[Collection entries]

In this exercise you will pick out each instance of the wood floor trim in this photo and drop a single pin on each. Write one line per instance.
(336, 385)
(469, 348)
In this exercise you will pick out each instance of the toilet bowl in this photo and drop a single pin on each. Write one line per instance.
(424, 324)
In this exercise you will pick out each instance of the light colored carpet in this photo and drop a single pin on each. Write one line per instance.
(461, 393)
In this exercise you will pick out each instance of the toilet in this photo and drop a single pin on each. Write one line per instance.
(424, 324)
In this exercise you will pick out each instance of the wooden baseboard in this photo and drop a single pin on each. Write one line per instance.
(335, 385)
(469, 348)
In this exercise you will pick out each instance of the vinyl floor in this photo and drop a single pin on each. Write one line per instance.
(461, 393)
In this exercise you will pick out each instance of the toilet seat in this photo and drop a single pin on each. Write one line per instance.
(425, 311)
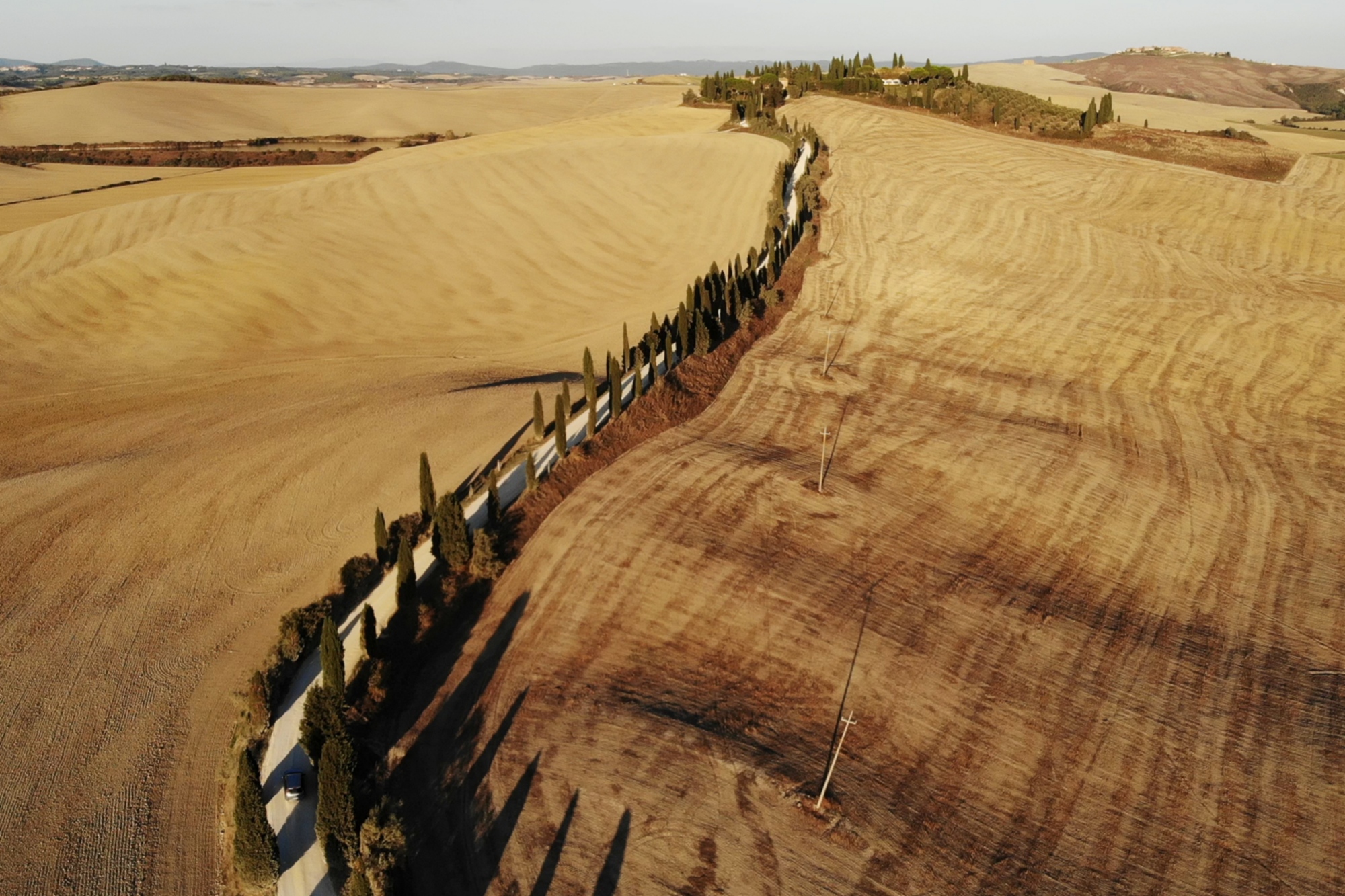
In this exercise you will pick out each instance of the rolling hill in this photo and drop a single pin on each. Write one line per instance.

### [TASK DIRECTIONS]
Would you please copy, exactly and only, the lines from the one with "the toilet in" through the end of the entries above, skipping every picture?

### [REPLY TO THE EXERCISE]
In this exercise you will pick out each instance of the toilet in this photo and drop a single pin on each. Write one line per instance.
(424, 324)
In this exercise you will pick out each instance of the wooden baseboard in this photo and drop a single pin on each. Write one line per instance.
(335, 385)
(469, 348)
In this exercise you will pick out each instance of the vinyl floor in this photo and drop a single pin on each. Write one line per instance.
(461, 393)
In this exercise you will pick out each instance of the toilet seat in this photo and drop a single pin on each. Write one line per instance.
(425, 311)
In this exercise you will pick out each instance of the rolling hill in this photo and drop a single pin on each. Write one line per instance.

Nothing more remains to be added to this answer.